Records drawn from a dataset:
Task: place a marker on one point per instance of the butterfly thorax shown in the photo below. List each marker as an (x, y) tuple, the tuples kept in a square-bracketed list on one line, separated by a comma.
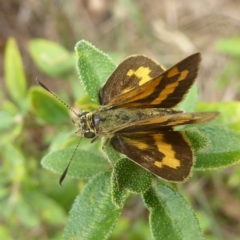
[(85, 124), (106, 122)]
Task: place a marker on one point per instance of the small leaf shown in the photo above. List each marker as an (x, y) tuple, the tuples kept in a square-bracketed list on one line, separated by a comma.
[(51, 58), (6, 120), (189, 102), (230, 113), (47, 107), (198, 140), (94, 67), (93, 215), (223, 151), (130, 177), (84, 165), (170, 215), (230, 46), (15, 78)]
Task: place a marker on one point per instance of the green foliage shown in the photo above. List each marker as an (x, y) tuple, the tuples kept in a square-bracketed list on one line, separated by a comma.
[(231, 72), (93, 66), (51, 58), (15, 78), (93, 214), (170, 215), (99, 205)]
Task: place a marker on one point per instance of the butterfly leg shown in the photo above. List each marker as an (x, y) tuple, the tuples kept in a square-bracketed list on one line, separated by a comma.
[(106, 142)]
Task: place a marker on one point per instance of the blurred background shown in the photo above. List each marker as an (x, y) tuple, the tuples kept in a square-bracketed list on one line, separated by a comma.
[(32, 204)]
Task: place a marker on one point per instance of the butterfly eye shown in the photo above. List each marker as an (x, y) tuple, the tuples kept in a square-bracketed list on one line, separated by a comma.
[(89, 134)]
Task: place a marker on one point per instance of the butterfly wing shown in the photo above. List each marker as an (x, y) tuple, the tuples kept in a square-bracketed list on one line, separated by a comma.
[(132, 72), (165, 90), (166, 154), (163, 122)]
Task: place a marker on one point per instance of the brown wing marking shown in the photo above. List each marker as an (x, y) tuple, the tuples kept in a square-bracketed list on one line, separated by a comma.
[(166, 121), (166, 154), (164, 91), (133, 72)]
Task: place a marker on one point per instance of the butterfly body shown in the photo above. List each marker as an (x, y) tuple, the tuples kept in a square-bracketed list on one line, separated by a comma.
[(137, 115)]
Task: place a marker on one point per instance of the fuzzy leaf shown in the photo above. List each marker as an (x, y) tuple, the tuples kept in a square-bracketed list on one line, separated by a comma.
[(130, 177), (230, 113), (94, 67), (51, 58), (47, 107), (223, 150), (15, 78), (84, 165), (93, 215), (170, 215)]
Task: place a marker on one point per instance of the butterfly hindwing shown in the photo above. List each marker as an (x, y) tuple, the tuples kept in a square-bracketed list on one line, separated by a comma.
[(165, 91), (162, 122), (131, 73), (166, 154)]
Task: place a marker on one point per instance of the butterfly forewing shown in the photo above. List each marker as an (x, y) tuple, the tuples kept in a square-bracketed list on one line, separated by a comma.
[(165, 91), (133, 72), (167, 154)]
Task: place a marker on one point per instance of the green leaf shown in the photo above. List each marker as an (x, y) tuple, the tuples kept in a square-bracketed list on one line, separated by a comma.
[(51, 58), (15, 78), (94, 67), (188, 104), (93, 215), (6, 120), (230, 112), (47, 107), (170, 215), (230, 46), (84, 165), (223, 151), (129, 177), (198, 140)]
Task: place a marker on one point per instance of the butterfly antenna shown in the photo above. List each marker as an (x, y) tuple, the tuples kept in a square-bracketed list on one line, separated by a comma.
[(66, 169), (59, 99)]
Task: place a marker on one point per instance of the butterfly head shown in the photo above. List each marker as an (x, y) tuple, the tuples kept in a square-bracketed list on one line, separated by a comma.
[(85, 125)]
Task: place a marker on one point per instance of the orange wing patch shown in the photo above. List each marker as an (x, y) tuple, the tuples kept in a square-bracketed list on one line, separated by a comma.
[(165, 148), (170, 88)]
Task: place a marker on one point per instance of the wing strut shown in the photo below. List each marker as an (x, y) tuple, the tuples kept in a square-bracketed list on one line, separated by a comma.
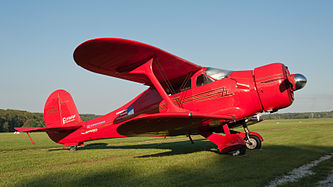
[(147, 69)]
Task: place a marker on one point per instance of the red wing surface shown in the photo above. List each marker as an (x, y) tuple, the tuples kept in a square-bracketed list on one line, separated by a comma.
[(117, 57), (163, 124)]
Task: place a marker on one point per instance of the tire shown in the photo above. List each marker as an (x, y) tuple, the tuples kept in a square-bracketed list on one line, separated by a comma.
[(255, 142)]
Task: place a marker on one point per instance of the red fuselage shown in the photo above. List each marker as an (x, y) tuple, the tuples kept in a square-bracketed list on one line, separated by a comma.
[(239, 94)]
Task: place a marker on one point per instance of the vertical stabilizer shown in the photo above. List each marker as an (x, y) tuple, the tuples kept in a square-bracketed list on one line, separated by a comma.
[(60, 110)]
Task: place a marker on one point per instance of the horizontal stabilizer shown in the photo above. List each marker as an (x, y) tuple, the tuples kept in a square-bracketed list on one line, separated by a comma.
[(44, 129)]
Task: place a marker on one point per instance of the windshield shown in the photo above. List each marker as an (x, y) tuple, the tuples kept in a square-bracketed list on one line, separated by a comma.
[(217, 74)]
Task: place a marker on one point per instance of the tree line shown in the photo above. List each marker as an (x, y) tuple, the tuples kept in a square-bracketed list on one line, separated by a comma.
[(18, 118)]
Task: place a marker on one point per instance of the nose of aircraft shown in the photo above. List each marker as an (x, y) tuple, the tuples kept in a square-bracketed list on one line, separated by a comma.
[(300, 81)]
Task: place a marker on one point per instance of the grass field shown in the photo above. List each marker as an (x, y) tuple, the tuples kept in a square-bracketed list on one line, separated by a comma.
[(167, 162)]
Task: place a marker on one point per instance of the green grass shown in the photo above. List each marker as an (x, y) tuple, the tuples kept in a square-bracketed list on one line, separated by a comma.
[(166, 162)]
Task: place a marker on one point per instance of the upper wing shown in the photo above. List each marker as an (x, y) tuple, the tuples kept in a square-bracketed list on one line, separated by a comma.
[(117, 57), (44, 129)]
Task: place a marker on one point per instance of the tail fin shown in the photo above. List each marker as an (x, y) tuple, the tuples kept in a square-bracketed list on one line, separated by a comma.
[(60, 110)]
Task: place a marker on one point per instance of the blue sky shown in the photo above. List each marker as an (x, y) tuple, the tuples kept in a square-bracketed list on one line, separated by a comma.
[(37, 40)]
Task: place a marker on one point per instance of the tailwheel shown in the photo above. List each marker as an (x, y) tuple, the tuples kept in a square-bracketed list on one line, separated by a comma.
[(73, 148), (240, 151), (252, 142)]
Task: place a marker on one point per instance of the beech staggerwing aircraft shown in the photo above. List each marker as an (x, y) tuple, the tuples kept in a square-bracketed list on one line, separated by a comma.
[(182, 98)]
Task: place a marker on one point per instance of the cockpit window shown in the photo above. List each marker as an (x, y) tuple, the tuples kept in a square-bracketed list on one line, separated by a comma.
[(217, 74), (203, 79)]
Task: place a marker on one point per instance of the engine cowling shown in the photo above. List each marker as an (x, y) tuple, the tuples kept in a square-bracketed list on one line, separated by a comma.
[(275, 86)]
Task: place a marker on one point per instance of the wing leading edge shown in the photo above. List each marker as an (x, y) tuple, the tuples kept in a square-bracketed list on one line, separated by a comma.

What the task requires:
What is needed is the data above, retyped exactly, with every picture left out.

Solved exercise:
Task: place a marker on one point per instance of the butterfly thorax shown in the photo below. List each marker as an (x, y) tuple, the tuples kept in a square-bracketed list on one line, separated by a comma.
[(85, 124), (106, 122)]
Task: place a marker on one point per instance of the small leaf shown in the photo above. List each marker as an (x, y) tuple, the tuples kept in a square-bracketed list on one line, separated by a comma.
[(51, 58), (6, 120), (189, 102), (230, 113), (47, 107), (198, 140), (94, 67), (93, 215), (223, 151), (130, 177), (84, 165), (170, 215), (230, 46), (15, 78)]
Task: place a marker on one point per instance of the green foliage shown in the photo above. List each marker as an (x, y) tuple, the tuples kept in a square-bracketed list on one line, separated by a comma.
[(231, 72), (93, 66), (51, 58), (15, 78), (93, 214), (170, 215), (99, 205)]
Task: place a marker on one point per instance of the butterfly leg shown in the photo above. List each marker as an (x, y) tuple, the tuples kept in a square-bracketed list on one line, separated by a comma.
[(106, 142)]
Task: place a marker on one point per instance of the blurred background shown in the photo above. List each marker as an (x, y) tuple, the tuples kept in a square-bracketed list on one line, separated by a comma.
[(32, 204)]
Task: place a marker on one point per instance of the butterfly eye shown in the photo above. List each marker as an (x, y) tuple, the tuples kept in a square-bracketed list on one line, separated by a comma.
[(89, 134)]
Task: place a marker on one point per instance of the butterfly wing shown in the photo above. List each marker as an (x, y) tuple, the tuples kept in a square-bracketed list on one line, separated by a comma.
[(132, 72), (165, 90), (166, 154), (163, 122)]
Task: place a marker on one point per instance of the brown wing marking shown in the photo above. List each marker as an (x, y) tuple, the tuples kept in a square-bracketed list on one line, separated by a comma.
[(166, 121), (166, 154), (164, 91), (133, 72)]
Task: place a marker on one point per instance of the butterfly body shown in the photo above. List each marker as an (x, y) tuple, the tuples kept in a square-bracketed list on one line, separated by a comma.
[(137, 115)]
Task: place a marker on one point per instance of the fuzzy leaf shown in the photo above. List each marker as an (x, y) tuple, the tuples kept in a square-bracketed list on one line, separated by a comma.
[(130, 177), (230, 113), (94, 67), (51, 58), (47, 107), (223, 150), (15, 78), (84, 165), (93, 215), (170, 215)]
Task: place a marker on one point per instance of the butterfly hindwing shown in the photo above. List each marker as an (x, y) tuple, the tuples kept in a square-bracketed list on one line, separated by a comma.
[(165, 91), (162, 122), (131, 73), (166, 154)]
Task: place a marker on one point per instance of the butterfly forewing shown in the photo above. List each marker as an (x, y) tuple, the tuples kept in a square-bracketed list on one line, separated by a comma.
[(165, 91), (133, 72), (167, 154)]
Task: place a marker on one point per instance of the green leaf shown in the photo above. List each marker as an (x, y) tuple, the tuples kept in a square-bracketed list on one line, separated by a comma.
[(51, 58), (15, 78), (94, 67), (188, 104), (93, 215), (6, 120), (230, 112), (47, 107), (170, 215), (230, 46), (84, 165), (223, 151), (129, 177), (198, 140)]
Task: place a marker on one point per instance of the butterfly antenna shown in the photo above. List each marker as an (x, y) tuple, the tuples kept in a square-bracketed list on one line, separated by a comma.
[(66, 169), (59, 99)]
Task: place a marker on one point per instance of the butterfly head shown in the photo above. List each marker as an (x, y) tuple, the tuples kept in a square-bracketed list on one line, separated by a comma.
[(85, 125)]
Task: place a marker on one point per instance of the orange wing patch shown in the photo above. List each marker as an (x, y) tuple, the tuples kept in a square-bracketed list on one line, separated by a comma.
[(165, 148), (170, 88)]
Task: place a marker on one point per instance of the wing strut shown in the photo below. List each marker as an (x, y) tuple, the tuples kept in a square-bracketed list on one line, separated by a comma.
[(147, 69)]
Task: place a marker on one point per instance of the red wing surface shown in the photo above. List each marker as an (x, y) tuple, the tuples kept in a square-bracketed list on one line, separated by a comma.
[(117, 57), (163, 124)]
Task: place a marker on one point per instance of the tire shown in the photo above. List each marker as an (x, y) tuple, the tuples kept in a square-bracketed list on one line, separated by a comma.
[(255, 142)]
Task: place a marker on one point per instance of the red fuselage shown in the photo above. List each marker as an (x, y) tuple, the tuples kept in a square-bracketed list on one line, separated by a comma.
[(239, 94)]
Task: place a marker on one point per instance of the vertical stabilizer shown in the photo above. List each marker as an (x, y) tuple, the tuples kept in a square-bracketed list on one line, separated by a comma.
[(60, 110)]
Task: place a marker on one point per instance of the horizontal stabilizer shown in the photo above. List each marker as an (x, y) tuple, the tuples kept in a square-bracketed list on one line, separated by a comma.
[(44, 129)]
Task: place a marker on one point per instance of the windshield shown in the photo above. List each marker as an (x, y) tuple, the tuples kept in a square-bracketed list on one line, separated by a comma.
[(217, 74)]
Task: place a marker on one point per instance of the tree line shown in the photo above. List each marker as an (x, y) tuple, the tuples kept in a square-bracketed list on one line, separated by a comma.
[(18, 118)]
Task: place a marker on one point per instance of the nose of aircraft shown in the photo above. List each marker as an (x, y) tuple, the tuples kept in a square-bracketed list on one line, separated by a comma.
[(300, 81)]
Task: place a marker on one point per instance of the grass field shown in the photo above. List each marker as an (x, y) tuple, the tuples kept in a square-bracketed list on one line, separated by a comma.
[(167, 162)]
Task: place a marker on one point per instance of the green grass shown in the photo above. List each marker as an (x, y) tuple, the tuples kept in a square-bracketed list on one line, separated by a comma.
[(166, 162)]
Task: place a marker on one point per instance of the upper wing shown in the photo above. List each marker as an (x, y) tuple, the tuples kept in a square-bracketed list on one line, separated by a comma.
[(117, 57), (44, 129)]
Task: place a marker on one point per instance of the tail fin shown in the photo above. List each marker as an (x, y) tuple, the tuples kept in a square-bracketed list on one line, separated by a comma.
[(60, 110)]
Task: place a marker on one point per instance of the blue sky shown in the photo above. List each marker as an (x, y) tuple, the tuples kept in a square-bracketed list on one line, separated by a comma.
[(37, 40)]
Task: place a marker on one point per instance of the tailwheel shown in the photo above. List each marker as an (x, y) tuple, the tuples kept in a square-bracketed list on one line, separated by a comma.
[(73, 148), (240, 151), (252, 142)]
Task: place a marker on one point per instance of the beech staggerwing aircraft shown in the photo above. List each marker as an (x, y) tuple, the tuples kept in a square-bracketed list on one line, separated by a comma.
[(182, 98)]
Task: place a marker on one point per instance of the cockpit window shown in the photo above. List each marker as an (x, y) tuple, the tuples kept in a square-bracketed list on one line, separated by a comma.
[(217, 74), (203, 79)]
Task: place a marker on one point per instance of the engine cowling shown in the photo above. List each marker as an (x, y) tuple, the tuples kept in a square-bracketed list on one line, separated by a comma.
[(275, 86)]
Task: place a marker on one point per instance of the wing leading edge shown in the photo above. List each marker as an (x, y) tuple, the tuples kept in a square-bracketed list on one line, separated by a comma.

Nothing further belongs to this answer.